--- SUPPLIED DATA Enclosed Below ---
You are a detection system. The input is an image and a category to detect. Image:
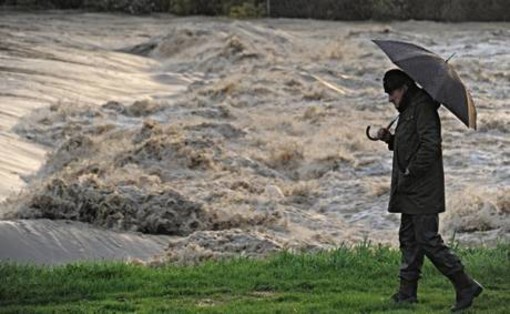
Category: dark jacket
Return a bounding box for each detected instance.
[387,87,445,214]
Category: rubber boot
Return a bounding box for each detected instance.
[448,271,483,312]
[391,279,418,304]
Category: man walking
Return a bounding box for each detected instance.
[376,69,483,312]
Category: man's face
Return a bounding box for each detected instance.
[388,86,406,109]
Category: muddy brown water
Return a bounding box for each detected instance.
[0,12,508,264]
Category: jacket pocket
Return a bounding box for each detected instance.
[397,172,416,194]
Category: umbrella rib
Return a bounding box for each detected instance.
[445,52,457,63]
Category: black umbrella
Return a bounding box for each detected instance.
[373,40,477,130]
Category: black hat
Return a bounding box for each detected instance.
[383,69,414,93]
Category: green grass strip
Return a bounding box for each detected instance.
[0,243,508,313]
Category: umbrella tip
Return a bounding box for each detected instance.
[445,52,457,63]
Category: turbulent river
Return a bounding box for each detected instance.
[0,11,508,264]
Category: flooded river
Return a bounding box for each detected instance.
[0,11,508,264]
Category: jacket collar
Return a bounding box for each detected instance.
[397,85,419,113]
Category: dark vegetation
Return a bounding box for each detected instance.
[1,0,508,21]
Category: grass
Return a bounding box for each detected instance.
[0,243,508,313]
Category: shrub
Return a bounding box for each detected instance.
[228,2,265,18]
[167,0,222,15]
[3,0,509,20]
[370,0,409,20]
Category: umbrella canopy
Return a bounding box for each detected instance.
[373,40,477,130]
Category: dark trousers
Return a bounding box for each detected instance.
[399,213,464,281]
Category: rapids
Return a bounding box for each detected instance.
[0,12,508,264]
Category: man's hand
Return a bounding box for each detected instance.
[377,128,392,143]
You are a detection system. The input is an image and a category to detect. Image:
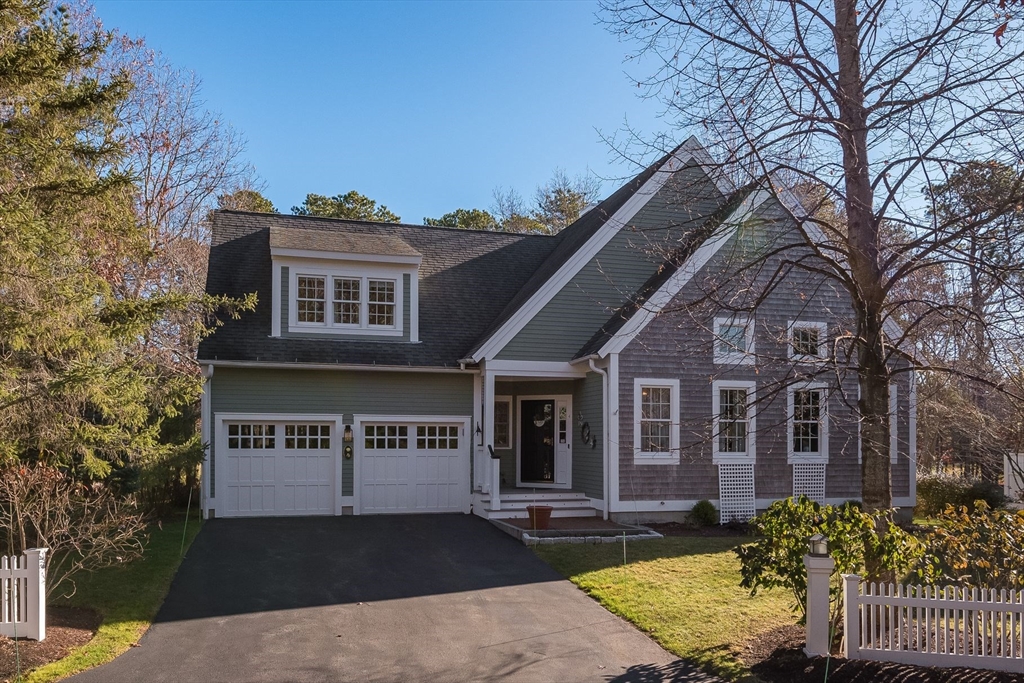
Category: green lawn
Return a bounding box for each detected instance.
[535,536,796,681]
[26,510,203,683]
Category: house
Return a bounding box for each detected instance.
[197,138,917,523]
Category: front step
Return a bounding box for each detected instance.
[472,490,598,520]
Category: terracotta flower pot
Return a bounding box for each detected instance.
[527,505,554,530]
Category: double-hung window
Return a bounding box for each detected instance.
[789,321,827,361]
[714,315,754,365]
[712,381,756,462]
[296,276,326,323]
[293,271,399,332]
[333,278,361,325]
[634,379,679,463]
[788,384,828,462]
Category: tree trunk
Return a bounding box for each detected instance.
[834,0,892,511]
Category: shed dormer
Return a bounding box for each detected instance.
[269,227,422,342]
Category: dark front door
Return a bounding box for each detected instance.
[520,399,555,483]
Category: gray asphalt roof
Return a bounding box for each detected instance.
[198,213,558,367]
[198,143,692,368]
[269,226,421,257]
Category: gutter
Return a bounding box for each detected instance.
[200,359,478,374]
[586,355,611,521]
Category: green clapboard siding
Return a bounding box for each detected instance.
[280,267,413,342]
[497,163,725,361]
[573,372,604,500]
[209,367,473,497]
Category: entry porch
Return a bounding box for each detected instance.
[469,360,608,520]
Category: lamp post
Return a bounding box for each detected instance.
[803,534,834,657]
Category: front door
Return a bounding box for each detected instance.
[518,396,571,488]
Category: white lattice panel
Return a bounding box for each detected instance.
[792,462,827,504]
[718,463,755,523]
--- End of Enclosed SUPPLIED DATA ---
* WHAT YOU NEED TO DO *
Each line of the data that holds "front" should be copied.

* RESULT *
Category: front step
Category: dark front door
Category: front door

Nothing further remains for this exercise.